* **Task objective**
In the records below, reproduce word for word everything from the line containing "Can you see the sky" down to the line containing "pixel 201 57", including both of those lines.

* **Extracted data**
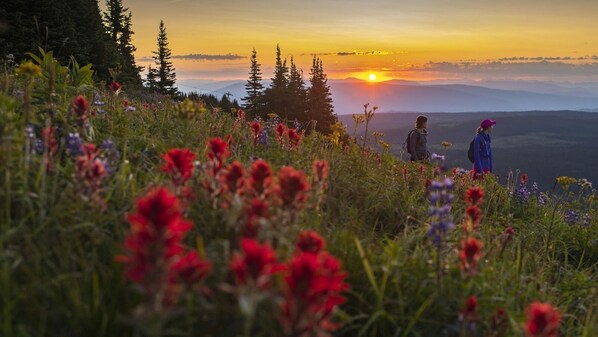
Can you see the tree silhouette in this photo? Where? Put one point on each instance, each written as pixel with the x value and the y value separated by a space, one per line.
pixel 296 95
pixel 319 99
pixel 254 88
pixel 162 78
pixel 276 94
pixel 118 25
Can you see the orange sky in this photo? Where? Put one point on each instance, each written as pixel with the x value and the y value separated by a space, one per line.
pixel 411 39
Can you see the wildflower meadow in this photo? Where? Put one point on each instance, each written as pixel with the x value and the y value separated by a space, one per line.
pixel 124 214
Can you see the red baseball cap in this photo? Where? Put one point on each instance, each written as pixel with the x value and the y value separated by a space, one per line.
pixel 486 123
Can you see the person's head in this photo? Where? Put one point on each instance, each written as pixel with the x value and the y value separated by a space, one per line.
pixel 421 122
pixel 486 125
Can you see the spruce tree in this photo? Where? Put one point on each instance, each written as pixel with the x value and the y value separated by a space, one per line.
pixel 296 95
pixel 319 99
pixel 254 88
pixel 275 96
pixel 118 21
pixel 163 74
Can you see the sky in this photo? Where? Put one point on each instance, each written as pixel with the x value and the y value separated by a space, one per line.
pixel 420 40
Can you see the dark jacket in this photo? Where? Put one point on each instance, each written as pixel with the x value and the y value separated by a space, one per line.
pixel 418 143
pixel 482 153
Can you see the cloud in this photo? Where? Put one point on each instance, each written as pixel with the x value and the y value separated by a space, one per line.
pixel 511 68
pixel 358 53
pixel 201 57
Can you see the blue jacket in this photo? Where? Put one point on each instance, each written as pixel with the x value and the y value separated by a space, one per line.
pixel 418 141
pixel 482 153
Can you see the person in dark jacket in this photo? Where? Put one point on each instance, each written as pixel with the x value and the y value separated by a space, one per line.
pixel 482 152
pixel 418 141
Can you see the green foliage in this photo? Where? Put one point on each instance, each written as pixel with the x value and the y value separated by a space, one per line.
pixel 58 274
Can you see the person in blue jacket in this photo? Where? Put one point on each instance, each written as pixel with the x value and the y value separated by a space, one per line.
pixel 418 140
pixel 482 152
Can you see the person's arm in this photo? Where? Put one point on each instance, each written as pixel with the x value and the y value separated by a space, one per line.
pixel 413 138
pixel 477 156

* **The solution**
Can you see the sky in this photo? Where? Put one point on each instance, each written as pixel with the x value and the y value separated by a space, one per line.
pixel 420 40
Can you see the dark jacket in this photo? Where? Put one point on each instance, each written as pixel with the x value and the y value separated by a space, one per line.
pixel 418 143
pixel 482 153
Can you see the cloud in this photo? Where? Put one point on each instance, each written as pixel with the x value and the y value separated by a space, one per line.
pixel 511 68
pixel 358 53
pixel 201 57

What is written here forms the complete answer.